Source passage: Begin
To highlight the potential difficulties in diagnosing neoplastic lesion of the head and neck in children within autism spectrum.
Ameloblastic fibromas are a variation of odontogenic tumors that are located in the posterior mandible in 70% of cases. The tumors may be either unilocular or multilocular when observed radiographically. Ameloblastic fibromas tend to have well-defined, scalloped margins radiographically but may also be corticated. In close to 75% of all cases, an impacted tooth is associated with the lesion. Although not confined to patients who are in their first or second decades of life, ameloblastic fibromas most often arise in this population.
A 9-year-old male diagnosed with autism presented with tenderness in the left mandible. The parents were able to elucidate the child’s problem as tingling rather than pain. The patient was referred for histopathological diagnosis and treatment. After evaluation and biopsy, the lesion was identified as a pediatric ameloblastic fibroma. He subsequently underwent the conservative approach of marsupialization and curettage without complication. Six-month follow-up revealed no evidence of recurrence and normal eruption patterns of the succedaneous teeth in the affected area.
In this specific case, the conservative approach to treatment appears to have been appropriate. This may not be the appropriate course for every case; as such, each case will have an individualized approach. Earlier recognition with careful inspection can reduce potential complications.
We might be missing early diagnosis of ameloblastic fibroma and other significant orofacial neoplasms in patients who are nonverbal or nondescriptive such as those with autism. Moreover, careful inspection of radiographic and clinical signs cannot be overemphasized.
Source passage: End
Given data: Begin
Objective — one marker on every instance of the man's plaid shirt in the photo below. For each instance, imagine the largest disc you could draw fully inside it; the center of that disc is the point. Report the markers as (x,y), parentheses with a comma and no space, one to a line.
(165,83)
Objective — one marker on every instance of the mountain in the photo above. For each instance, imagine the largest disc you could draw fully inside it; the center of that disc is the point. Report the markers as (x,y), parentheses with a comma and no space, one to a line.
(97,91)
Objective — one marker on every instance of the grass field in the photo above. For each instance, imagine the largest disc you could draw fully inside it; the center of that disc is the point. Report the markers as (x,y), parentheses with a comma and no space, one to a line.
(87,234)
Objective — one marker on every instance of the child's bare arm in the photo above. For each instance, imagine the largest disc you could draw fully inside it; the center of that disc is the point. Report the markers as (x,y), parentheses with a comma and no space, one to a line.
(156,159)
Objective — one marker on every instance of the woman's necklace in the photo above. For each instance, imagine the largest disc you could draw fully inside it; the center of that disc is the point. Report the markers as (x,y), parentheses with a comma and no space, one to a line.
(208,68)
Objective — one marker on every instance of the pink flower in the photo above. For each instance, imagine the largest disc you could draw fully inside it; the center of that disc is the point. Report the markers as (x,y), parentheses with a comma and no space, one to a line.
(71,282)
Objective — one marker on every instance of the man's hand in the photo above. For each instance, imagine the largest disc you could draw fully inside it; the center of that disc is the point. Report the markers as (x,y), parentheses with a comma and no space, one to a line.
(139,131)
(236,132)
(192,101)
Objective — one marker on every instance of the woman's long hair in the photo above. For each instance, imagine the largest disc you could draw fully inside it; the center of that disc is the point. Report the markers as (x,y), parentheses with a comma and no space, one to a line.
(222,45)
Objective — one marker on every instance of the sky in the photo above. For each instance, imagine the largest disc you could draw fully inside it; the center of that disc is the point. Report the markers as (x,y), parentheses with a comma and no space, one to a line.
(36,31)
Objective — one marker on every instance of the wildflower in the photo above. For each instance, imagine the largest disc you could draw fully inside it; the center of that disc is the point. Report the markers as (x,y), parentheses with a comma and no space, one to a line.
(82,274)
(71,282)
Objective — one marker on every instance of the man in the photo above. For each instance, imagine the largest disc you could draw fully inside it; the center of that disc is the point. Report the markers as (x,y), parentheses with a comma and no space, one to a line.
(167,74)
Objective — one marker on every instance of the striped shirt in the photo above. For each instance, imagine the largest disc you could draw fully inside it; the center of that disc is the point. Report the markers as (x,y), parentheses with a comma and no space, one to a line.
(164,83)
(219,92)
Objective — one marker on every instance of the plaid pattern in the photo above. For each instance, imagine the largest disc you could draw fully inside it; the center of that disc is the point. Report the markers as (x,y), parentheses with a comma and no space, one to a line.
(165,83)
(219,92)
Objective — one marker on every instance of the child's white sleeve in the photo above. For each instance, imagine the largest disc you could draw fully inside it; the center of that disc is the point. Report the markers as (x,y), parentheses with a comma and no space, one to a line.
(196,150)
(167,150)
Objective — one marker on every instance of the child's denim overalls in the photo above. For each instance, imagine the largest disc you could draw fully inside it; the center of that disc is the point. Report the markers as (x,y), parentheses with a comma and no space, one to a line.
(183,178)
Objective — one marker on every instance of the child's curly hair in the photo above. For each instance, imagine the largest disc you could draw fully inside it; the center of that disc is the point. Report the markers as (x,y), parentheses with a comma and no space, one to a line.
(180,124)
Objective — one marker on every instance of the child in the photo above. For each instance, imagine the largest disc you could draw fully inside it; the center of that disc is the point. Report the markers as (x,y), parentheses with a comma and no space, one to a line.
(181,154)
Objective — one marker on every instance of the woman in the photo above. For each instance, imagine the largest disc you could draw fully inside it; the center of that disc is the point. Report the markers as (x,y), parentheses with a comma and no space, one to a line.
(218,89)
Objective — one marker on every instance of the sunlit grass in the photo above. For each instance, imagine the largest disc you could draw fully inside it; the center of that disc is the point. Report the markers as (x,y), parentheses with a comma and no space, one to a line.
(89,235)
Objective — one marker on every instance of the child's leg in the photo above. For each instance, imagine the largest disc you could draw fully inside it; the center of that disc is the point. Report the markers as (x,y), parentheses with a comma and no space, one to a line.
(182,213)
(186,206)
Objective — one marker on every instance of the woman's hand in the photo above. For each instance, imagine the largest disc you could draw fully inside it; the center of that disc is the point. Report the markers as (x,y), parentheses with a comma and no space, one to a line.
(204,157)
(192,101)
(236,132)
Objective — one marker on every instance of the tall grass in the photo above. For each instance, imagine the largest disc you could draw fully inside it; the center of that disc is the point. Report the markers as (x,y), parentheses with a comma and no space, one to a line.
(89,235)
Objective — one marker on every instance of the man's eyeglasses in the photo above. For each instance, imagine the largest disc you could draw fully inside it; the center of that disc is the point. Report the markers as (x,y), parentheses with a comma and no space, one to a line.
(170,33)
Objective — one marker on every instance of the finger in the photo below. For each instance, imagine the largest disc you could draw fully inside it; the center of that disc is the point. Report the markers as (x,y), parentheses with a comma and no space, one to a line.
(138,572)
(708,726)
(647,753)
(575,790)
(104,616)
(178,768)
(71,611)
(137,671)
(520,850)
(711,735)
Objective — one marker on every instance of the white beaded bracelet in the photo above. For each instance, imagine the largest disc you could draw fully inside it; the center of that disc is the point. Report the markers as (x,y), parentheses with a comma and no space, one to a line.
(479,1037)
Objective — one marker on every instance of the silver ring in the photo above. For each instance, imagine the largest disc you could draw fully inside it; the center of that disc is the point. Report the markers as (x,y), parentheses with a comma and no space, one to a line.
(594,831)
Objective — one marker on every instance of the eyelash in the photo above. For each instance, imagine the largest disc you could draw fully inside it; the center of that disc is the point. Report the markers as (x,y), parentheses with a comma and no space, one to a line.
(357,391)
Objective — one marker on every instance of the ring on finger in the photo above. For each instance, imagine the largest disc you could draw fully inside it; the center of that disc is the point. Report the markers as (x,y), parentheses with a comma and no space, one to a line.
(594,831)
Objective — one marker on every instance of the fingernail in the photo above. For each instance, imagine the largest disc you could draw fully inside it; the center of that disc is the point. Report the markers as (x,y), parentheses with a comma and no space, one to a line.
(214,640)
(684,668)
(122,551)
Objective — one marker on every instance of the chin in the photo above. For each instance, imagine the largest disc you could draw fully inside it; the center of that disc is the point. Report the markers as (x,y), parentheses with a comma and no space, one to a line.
Given data: End
• [Activity]: Return the stretch of the ameloblastic fibroma case report from "A 9-year-old male" through "reduce potential complications.", copied word for word. None of the rows are needed for what comes next.

• [Completed task]:
A 9-year-old male diagnosed with autism presented with tenderness in the left mandible. The parents were able to elucidate the child’s problem as tingling rather than pain. The patient was referred for histopathological diagnosis and treatment. After evaluation and biopsy, the lesion was identified as a pediatric ameloblastic fibroma. He subsequently underwent the conservative approach of marsupialization and curettage without complication. Six-month follow-up revealed no evidence of recurrence and normal eruption patterns of the succedaneous teeth in the affected area.
In this specific case, the conservative approach to treatment appears to have been appropriate. This may not be the appropriate course for every case; as such, each case will have an individualized approach. Earlier recognition with careful inspection can reduce potential complications.